▸ SELECTED TEXT:
● ● ● ● ●

Furthermore, classical music very often grows on you, so if you don't like a piece immediately, do not give up on it. Put it up for background music now and then. I have found that by doing this, very often I ended up liking work that I did not like much initially. 

Here is a list of pieces that I would consider quite accessible; I would think all of them would be on YouTube where you can go test drive them before buying a recording. This list is by no means comprehensive; just a few things from the top of my head:

Vivaldi: The obvious choice is of course the famous Four Seasons, but he wrote a plethora of concertos that are all very easy on the ear. I particularly like his concertos for recorder.

Haydn: His most famous work is probably the "Surprise" symphony (the surprise being an unexpected and startling loud bang in what is otherwise a gently humorous slow movement. )

Mozart: Symphonies 38, 39, 40 and 41.
Piano concertos no. 20, 21, 23

Beethoven: all his symphonies, piano concertos no. 4 and 5, violin concerto. 

Mendelssohn: apart from the pieces already mentioned, also try out the famous Hebrides Overture. 

Dvorak: Symphonies no. 8 and 9, and violin concerto.

Grieg: The two Peer Gynt suites. The first movement of the first of these is particularly famous. Also try out his piano concerto.

Brahms: Piano concerto no 2, violin concerto, symphony no. 3.
Brahms may take some getting used to. 

As for chamber music and music for solo instruments, some of Beethoven's more famous piano sonatas, like the "Moonlight" and the "Pathetique" are perhaps good introductions, as would be Mozart's famous "Rondo a la Turca". Dvorak's "New World" string quartet is full of fresh melodies, as are the two string quartets by Borodin (the second one of which contains some of the most ravishing melodies ever composed).

● ● ● ● ●

▸ ITEMS:
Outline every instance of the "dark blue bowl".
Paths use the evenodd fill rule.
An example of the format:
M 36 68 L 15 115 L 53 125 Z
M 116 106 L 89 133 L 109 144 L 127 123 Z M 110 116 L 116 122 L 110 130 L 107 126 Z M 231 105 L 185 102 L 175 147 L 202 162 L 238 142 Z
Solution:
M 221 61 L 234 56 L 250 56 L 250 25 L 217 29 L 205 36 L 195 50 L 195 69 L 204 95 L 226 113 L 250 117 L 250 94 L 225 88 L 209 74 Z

● ● ● ● ●

▸ REQUIRED WORK:
a) Which Mozart symphonies does the classical music post recommend?
b) Transcribe all of the rows exactly as they appear.
The rows are unrelated to the classical music post.

▸ FULL ANSWERS:
a) Symphonies 38, 39, 40 and 41.

b)
Outline every instance of the "dark blue bowl".
Paths use the evenodd fill rule.
An example of the format:
M 36 68 L 15 115 L 53 125 Z
M 116 106 L 89 133 L 109 144 L 127 123 Z M 110 116 L 116 122 L 110 130 L 107 126 Z M 231 105 L 185 102 L 175 147 L 202 162 L 238 142 Z
Solution:
M 221 61 L 234 56 L 250 56 L 250 25 L 217 29 L 205 36 L 195 50 L 195 69 L 204 95 L 226 113 L 250 117 L 250 94 L 225 88 L 209 74 Z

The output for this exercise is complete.